## [Input data]
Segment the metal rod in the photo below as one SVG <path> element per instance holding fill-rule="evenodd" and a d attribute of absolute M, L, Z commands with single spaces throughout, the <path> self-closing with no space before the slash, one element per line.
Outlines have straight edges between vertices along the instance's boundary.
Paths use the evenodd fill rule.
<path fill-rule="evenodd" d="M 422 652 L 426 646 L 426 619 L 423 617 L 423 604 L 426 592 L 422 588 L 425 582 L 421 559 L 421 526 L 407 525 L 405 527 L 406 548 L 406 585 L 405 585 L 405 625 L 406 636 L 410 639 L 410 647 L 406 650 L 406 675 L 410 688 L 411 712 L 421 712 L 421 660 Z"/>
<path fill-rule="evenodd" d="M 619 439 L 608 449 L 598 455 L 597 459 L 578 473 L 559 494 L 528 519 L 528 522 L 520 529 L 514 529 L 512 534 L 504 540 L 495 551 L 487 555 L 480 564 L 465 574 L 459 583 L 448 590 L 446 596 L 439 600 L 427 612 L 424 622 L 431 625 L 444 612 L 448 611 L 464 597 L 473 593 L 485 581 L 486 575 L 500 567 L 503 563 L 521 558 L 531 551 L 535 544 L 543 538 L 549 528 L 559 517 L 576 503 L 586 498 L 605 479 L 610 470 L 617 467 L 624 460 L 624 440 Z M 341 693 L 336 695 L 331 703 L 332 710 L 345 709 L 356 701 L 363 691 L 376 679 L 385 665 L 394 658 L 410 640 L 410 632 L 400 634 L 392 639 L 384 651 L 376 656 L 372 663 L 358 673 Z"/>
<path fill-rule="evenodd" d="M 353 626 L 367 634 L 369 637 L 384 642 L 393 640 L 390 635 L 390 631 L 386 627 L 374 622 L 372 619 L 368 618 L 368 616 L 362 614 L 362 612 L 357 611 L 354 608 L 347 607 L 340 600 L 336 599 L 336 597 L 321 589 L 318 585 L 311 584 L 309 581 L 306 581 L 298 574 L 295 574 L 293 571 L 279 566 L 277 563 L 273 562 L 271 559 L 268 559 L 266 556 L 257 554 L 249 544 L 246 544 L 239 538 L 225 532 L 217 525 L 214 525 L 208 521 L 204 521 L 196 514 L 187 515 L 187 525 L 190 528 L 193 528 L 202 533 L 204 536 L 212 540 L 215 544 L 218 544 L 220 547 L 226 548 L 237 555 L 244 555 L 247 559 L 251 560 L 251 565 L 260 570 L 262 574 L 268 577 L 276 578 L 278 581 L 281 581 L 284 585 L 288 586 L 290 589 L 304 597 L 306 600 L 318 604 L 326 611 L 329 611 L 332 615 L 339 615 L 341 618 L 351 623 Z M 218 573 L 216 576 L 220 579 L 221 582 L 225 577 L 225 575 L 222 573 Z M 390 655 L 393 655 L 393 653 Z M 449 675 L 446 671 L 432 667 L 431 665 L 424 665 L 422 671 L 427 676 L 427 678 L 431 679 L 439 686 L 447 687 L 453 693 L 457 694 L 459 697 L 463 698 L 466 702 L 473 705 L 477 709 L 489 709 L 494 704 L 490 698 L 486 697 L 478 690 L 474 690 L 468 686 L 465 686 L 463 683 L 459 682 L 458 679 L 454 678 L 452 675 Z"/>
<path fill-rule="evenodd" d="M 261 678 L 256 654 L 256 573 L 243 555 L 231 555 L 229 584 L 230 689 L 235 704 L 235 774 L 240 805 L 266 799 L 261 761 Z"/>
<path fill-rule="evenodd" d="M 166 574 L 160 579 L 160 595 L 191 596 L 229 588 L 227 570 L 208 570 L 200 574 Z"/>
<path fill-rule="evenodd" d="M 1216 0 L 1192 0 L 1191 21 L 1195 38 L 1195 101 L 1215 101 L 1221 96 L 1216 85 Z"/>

--

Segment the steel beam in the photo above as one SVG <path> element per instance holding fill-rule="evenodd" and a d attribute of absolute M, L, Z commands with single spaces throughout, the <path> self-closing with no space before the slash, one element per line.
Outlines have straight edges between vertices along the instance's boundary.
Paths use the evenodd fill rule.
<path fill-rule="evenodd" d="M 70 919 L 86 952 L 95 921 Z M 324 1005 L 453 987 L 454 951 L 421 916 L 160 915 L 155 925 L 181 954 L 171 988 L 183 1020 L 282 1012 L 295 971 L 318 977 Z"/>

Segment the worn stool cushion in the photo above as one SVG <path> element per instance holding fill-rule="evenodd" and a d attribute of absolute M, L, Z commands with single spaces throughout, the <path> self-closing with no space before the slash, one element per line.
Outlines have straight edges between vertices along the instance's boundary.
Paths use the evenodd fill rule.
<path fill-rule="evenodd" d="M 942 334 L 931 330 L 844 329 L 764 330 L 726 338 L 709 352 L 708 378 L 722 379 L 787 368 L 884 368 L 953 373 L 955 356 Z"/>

* * *

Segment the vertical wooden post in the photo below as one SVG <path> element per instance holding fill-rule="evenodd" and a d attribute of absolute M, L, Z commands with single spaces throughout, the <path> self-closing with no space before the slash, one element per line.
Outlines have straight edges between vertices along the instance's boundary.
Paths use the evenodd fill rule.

## [Instructions to follow]
Your answer should be a single number: the count of lines in the data that include the word "below".

## [Response for this exercise]
2